WHAT IS BEING ASKED: Down to the final line, return the records unchanged.

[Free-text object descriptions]
━━━

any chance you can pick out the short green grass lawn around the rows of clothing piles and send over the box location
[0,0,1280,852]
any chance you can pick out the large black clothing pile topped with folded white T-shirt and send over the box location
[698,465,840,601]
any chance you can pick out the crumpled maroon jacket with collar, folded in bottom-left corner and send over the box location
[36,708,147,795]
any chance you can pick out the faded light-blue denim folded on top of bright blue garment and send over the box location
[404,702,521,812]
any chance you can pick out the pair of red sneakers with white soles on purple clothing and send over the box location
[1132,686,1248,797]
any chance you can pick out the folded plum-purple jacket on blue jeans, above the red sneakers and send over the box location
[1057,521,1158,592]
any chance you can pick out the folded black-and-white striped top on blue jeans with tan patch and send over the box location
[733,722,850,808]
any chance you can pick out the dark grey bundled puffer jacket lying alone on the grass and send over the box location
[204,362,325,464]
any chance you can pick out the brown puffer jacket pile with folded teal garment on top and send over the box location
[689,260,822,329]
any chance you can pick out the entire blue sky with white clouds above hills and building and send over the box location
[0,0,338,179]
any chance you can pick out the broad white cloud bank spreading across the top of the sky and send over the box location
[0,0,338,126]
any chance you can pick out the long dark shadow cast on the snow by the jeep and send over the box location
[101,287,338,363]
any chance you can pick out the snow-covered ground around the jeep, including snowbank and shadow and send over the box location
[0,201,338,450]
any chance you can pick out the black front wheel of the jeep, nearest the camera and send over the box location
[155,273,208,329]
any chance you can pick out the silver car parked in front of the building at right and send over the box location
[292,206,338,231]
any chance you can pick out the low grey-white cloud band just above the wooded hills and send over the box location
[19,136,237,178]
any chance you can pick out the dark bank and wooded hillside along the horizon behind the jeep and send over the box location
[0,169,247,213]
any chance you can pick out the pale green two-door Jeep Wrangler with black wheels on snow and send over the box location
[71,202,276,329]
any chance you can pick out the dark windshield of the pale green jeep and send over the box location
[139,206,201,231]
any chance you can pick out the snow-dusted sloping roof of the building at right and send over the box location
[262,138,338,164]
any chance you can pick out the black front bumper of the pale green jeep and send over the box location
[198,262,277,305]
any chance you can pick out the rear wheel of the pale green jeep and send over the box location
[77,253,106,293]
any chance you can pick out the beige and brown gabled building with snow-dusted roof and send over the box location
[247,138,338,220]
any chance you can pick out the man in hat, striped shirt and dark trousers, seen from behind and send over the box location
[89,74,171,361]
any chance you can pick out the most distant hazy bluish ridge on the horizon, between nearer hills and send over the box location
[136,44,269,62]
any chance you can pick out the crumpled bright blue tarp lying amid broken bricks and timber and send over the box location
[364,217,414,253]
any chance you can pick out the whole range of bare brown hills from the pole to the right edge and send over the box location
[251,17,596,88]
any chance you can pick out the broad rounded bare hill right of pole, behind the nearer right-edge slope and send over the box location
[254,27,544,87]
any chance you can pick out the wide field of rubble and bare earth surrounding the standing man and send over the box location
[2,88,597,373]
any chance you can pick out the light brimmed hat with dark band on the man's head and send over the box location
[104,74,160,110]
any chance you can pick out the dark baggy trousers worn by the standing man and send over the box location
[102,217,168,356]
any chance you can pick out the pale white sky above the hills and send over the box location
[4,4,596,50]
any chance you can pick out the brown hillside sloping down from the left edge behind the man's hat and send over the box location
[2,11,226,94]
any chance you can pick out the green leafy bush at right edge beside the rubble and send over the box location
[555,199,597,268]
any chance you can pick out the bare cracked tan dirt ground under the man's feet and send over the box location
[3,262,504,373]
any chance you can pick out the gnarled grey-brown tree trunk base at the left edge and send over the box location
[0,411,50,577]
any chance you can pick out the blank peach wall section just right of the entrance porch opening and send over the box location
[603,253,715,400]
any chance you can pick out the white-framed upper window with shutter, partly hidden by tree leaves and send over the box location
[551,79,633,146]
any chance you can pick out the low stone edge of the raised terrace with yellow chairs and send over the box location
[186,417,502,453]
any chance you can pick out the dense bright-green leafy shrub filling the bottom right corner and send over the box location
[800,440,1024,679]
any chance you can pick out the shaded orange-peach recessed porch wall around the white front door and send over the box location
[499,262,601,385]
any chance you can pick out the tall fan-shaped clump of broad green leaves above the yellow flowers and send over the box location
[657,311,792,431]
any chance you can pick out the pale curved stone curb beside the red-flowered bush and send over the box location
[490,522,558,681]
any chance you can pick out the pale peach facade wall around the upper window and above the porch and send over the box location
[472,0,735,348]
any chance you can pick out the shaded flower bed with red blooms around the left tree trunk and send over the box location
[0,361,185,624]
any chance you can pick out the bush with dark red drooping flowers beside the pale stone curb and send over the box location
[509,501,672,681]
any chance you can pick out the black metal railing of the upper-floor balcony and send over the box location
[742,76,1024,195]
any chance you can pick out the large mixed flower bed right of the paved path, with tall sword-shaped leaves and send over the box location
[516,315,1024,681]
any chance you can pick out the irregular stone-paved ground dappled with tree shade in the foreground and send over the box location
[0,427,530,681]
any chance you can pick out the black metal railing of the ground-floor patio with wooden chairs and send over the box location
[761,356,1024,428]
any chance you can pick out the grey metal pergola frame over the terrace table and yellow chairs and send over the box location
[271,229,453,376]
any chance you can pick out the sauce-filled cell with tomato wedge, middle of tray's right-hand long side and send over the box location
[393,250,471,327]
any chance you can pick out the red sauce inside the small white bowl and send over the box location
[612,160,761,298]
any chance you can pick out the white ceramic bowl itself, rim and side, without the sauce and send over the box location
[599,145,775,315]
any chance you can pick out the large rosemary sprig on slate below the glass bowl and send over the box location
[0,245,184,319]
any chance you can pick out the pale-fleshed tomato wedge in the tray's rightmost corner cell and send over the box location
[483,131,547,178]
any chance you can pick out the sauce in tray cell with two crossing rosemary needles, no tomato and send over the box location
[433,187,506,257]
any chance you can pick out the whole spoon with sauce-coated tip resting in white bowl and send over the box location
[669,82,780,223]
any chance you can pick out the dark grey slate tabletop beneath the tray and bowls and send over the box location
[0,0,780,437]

━━━

PROBLEM SOLUTION:
any chance you can pick out the short green grass lawn around the rows of clothing piles and send over the box location
[0,0,1280,852]
any chance you can pick out the large black clothing pile topped with folded white T-shirt and send over the box location
[698,465,840,601]
any chance you can pick out the crumpled maroon jacket with collar, folded in bottom-left corner and send over the box location
[36,708,147,795]
any chance you can pick out the faded light-blue denim folded on top of bright blue garment and send over the box location
[404,702,521,812]
any chance you can pick out the pair of red sneakers with white soles on purple clothing and send over the box location
[1132,686,1248,797]
any chance you can pick out the folded plum-purple jacket on blue jeans, above the red sneakers and send over the box location
[1057,521,1158,592]
any chance you can pick out the folded black-and-white striped top on blue jeans with tan patch and send over the box location
[733,722,850,808]
any chance you can pick out the dark grey bundled puffer jacket lying alone on the grass and send over the box location
[204,362,325,464]
any chance you can pick out the brown puffer jacket pile with folded teal garment on top and send over the box location
[689,260,822,329]
any chance you can pick out the entire blue sky with white clouds above hills and building and send over the box location
[0,0,338,179]
any chance you can pick out the broad white cloud bank spreading across the top of the sky and send over the box location
[0,0,338,126]
any chance you can pick out the long dark shadow cast on the snow by the jeep and send over the box location
[101,287,338,363]
any chance you can pick out the snow-covered ground around the jeep, including snowbank and shadow and send over the box location
[0,201,338,450]
any chance you can pick out the black front wheel of the jeep, nearest the camera and send over the box location
[155,273,208,329]
any chance you can pick out the silver car parked in front of the building at right and send over the box location
[292,206,338,231]
any chance you can pick out the low grey-white cloud band just above the wooded hills and send over the box location
[19,136,237,178]
any chance you can pick out the dark bank and wooded hillside along the horizon behind the jeep and send over the box location
[0,169,247,213]
any chance you can pick out the pale green two-door Jeep Wrangler with black wheels on snow and send over the box location
[71,202,276,329]
any chance you can pick out the dark windshield of the pale green jeep and send over the box location
[139,206,201,231]
any chance you can pick out the snow-dusted sloping roof of the building at right and send over the box location
[262,138,338,164]
any chance you can pick out the black front bumper of the pale green jeep and send over the box location
[198,262,277,305]
any chance you can pick out the rear wheel of the pale green jeep and send over the box location
[77,253,106,293]
any chance you can pick out the beige and brown gabled building with snow-dusted roof and send over the box location
[247,138,338,220]
any chance you can pick out the man in hat, striped shirt and dark trousers, seen from behind and send over the box location
[89,74,171,361]
any chance you can pick out the most distant hazy bluish ridge on the horizon, between nearer hills and send over the box location
[136,44,269,62]
any chance you can pick out the crumpled bright blue tarp lying amid broken bricks and timber and send over the box location
[364,217,414,253]
any chance you can pick out the whole range of bare brown hills from the pole to the right edge and send over the box location
[251,17,596,88]
any chance you can pick out the broad rounded bare hill right of pole, behind the nearer right-edge slope and send over the box location
[254,27,544,87]
any chance you can pick out the wide field of rubble and bare earth surrounding the standing man and send over the box location
[2,88,597,373]
any chance you can pick out the light brimmed hat with dark band on the man's head and send over the box location
[104,74,160,110]
any chance you can pick out the dark baggy trousers worn by the standing man and send over the box location
[102,217,168,356]
any chance you can pick out the pale white sky above the hills and send over the box location
[4,4,596,50]
any chance you can pick out the brown hillside sloping down from the left edge behind the man's hat and send over the box location
[2,11,226,94]
any chance you can pick out the green leafy bush at right edge beside the rubble and send over the box location
[555,199,597,268]
any chance you can pick out the bare cracked tan dirt ground under the man's feet and send over the box location
[3,262,504,373]
any chance you can pick out the gnarled grey-brown tree trunk base at the left edge and send over the box location
[0,411,50,577]
any chance you can pick out the blank peach wall section just right of the entrance porch opening and send over the box location
[603,253,715,400]
any chance you can pick out the white-framed upper window with shutter, partly hidden by tree leaves and send over the box location
[551,79,633,146]
any chance you can pick out the low stone edge of the raised terrace with yellow chairs and send over the box location
[186,417,502,453]
any chance you can pick out the dense bright-green leafy shrub filling the bottom right corner and send over the box location
[800,440,1024,679]
any chance you can pick out the shaded orange-peach recessed porch wall around the white front door and send over the box location
[499,262,601,385]
any chance you can pick out the tall fan-shaped clump of broad green leaves above the yellow flowers and send over the box location
[657,311,792,431]
any chance you can pick out the pale curved stone curb beside the red-flowered bush and send over the box location
[490,522,558,681]
any chance you can pick out the pale peach facade wall around the upper window and above the porch and send over the box location
[472,0,735,348]
any chance you can pick out the shaded flower bed with red blooms around the left tree trunk and send over the box location
[0,361,185,624]
any chance you can pick out the bush with dark red drooping flowers beside the pale stone curb and send over the box location
[509,501,672,681]
any chance you can pick out the black metal railing of the upper-floor balcony and send over the box location
[742,76,1024,195]
any chance you can pick out the large mixed flower bed right of the paved path, with tall sword-shaped leaves and send over the box location
[516,315,1024,681]
any chance you can pick out the irregular stone-paved ground dappled with tree shade in the foreground and send over the box location
[0,427,530,681]
any chance you can pick out the black metal railing of the ground-floor patio with wooden chairs and send over the box location
[761,356,1024,428]
any chance you can pick out the grey metal pergola frame over the terrace table and yellow chairs and send over the box location
[271,229,453,376]
any chance you can pick out the sauce-filled cell with tomato wedge, middle of tray's right-hand long side and send over the box location
[393,250,471,327]
any chance you can pick out the red sauce inside the small white bowl and send over the box location
[612,160,761,298]
any chance you can pick out the white ceramic bowl itself, rim and side, without the sauce and send over the box location
[599,145,775,315]
any chance you can pick out the large rosemary sprig on slate below the glass bowl and send over the box location
[0,245,184,319]
any chance you can pick out the pale-fleshed tomato wedge in the tray's rightmost corner cell and send over the box location
[483,131,547,178]
any chance you can pick out the sauce in tray cell with two crossing rosemary needles, no tomato and send over the box location
[433,187,506,257]
any chance you can pick out the whole spoon with sauce-coated tip resting in white bowl and send over the box location
[669,82,780,223]
any chance you can pick out the dark grey slate tabletop beneath the tray and bowls and send over the box location
[0,0,780,437]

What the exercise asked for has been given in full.